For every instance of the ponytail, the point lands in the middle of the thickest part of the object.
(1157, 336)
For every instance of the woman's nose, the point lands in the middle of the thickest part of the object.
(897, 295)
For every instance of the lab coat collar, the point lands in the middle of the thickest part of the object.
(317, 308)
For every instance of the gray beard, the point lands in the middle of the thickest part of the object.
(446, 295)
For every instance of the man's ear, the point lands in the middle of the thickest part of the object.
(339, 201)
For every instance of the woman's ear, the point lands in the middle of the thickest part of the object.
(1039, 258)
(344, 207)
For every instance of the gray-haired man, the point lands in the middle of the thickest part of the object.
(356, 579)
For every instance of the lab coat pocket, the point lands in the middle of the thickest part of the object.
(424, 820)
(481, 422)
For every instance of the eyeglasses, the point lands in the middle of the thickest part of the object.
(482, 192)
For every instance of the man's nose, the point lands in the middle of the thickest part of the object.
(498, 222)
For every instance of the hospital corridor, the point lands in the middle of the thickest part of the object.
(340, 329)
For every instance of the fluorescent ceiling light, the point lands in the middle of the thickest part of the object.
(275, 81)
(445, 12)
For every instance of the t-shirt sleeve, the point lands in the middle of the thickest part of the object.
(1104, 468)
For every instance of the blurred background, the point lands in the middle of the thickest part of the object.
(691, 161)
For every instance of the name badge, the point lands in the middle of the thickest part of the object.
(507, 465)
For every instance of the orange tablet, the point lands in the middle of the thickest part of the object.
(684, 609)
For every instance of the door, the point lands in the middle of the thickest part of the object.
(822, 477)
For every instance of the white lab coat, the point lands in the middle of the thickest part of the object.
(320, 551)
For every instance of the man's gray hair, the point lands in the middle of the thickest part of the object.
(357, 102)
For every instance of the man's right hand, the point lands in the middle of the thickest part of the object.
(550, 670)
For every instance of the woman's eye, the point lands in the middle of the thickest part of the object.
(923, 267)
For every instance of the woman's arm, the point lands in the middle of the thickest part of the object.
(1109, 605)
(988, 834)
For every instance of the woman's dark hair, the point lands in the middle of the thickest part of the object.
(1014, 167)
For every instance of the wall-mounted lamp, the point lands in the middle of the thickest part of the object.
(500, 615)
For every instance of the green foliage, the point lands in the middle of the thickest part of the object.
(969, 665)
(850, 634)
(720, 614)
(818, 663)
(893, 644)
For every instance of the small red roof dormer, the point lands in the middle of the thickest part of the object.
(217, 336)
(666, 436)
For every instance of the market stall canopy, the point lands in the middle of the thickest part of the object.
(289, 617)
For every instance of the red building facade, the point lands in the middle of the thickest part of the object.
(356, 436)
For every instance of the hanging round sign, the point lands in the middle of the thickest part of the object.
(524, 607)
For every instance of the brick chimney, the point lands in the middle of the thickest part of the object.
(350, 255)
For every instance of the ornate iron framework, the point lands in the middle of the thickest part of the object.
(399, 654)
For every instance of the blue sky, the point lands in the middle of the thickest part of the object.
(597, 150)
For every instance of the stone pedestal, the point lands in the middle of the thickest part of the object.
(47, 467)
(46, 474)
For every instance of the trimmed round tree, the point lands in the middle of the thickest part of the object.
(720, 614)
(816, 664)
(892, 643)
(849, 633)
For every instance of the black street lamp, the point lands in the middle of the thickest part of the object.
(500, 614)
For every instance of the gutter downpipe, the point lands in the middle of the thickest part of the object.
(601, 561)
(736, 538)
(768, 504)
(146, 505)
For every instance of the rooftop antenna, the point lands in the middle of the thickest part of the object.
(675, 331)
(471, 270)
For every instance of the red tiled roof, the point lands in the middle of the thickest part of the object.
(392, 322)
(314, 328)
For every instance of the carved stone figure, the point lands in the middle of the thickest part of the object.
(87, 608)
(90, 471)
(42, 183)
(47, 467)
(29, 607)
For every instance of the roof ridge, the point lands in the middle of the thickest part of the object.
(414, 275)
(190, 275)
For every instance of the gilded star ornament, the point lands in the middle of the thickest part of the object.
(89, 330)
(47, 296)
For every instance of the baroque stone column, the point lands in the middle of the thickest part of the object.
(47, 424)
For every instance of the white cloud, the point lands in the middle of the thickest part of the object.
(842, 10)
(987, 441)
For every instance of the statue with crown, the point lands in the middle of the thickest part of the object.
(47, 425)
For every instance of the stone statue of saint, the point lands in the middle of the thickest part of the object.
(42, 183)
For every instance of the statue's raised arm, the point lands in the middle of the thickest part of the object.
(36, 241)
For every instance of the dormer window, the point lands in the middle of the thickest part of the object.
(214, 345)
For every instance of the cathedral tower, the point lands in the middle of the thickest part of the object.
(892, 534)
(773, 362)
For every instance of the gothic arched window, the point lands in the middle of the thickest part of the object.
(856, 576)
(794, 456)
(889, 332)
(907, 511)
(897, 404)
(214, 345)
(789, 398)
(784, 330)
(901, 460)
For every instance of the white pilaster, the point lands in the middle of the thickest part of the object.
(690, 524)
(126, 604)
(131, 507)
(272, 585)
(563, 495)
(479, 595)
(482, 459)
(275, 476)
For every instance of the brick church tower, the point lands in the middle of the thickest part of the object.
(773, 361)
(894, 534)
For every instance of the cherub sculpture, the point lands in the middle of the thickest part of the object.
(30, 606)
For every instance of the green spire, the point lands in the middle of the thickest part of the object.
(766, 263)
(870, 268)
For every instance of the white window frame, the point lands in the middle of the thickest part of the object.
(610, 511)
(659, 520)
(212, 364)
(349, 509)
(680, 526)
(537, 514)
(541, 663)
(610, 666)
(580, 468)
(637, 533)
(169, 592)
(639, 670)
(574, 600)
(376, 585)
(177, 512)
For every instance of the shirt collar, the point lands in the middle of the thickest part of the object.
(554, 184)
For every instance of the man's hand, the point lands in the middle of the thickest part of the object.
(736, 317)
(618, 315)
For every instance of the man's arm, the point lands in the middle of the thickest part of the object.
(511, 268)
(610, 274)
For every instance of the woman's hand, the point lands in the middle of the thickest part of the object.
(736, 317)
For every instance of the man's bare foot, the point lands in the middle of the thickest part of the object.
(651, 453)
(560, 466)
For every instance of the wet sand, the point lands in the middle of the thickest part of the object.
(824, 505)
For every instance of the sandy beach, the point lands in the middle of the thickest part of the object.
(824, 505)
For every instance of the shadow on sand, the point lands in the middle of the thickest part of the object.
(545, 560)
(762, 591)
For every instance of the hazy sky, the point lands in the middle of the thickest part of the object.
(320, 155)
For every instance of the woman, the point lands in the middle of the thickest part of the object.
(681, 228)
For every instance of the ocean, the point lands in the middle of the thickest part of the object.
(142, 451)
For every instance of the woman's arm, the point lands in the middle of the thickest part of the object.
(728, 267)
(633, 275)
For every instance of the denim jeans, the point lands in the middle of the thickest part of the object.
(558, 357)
============================================================
• **Your assignment**: Set down exactly the lines of the listing above, from the line holding "For every instance of the wet" through its last line, with nothing added.

• **Response to this task**:
For every instance of the wet sand, the point lands in the middle of the thickest part of the object.
(824, 505)
For every instance of the sandy beach, the point lands in the middle of the thickest part of the object.
(824, 505)
For every instance of the shadow on sand, the point lands in the middle of the thickest part of the object.
(545, 560)
(762, 591)
For every instance of the hazy sky, the point lands in the middle of the thickest part of the object.
(320, 155)
For every instance of the woman, the point lands in the middle of the thickest part of the object.
(681, 228)
For every instance of the ocean, the point lands in the middle of the thickest part of the object.
(142, 451)
For every instance of the woman's arm, the point lands in the middle of the thickest part of the object.
(728, 267)
(633, 275)
For every instance of the denim jeans, the point lands in the middle of the thickest part of the object.
(558, 357)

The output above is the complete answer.